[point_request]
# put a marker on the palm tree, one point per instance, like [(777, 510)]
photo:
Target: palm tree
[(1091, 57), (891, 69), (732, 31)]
# # # # #
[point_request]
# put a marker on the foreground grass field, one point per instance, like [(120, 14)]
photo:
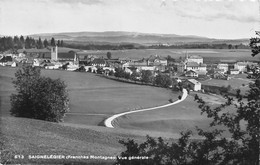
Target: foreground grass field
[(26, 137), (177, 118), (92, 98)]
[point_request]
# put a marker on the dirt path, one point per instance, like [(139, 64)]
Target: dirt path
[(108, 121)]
# # # # #
[REQUIRED ACTION]: All lines above that contain "marker" are required in the answer.

[OUTPUT BELOW]:
# put a marker on the palm tree, one point per instance, like [(777, 510)]
# put a marker on the foreground grass field, one point per instance, like [(120, 14)]
# put a marker on the dirt path, one point per instance, like [(139, 64)]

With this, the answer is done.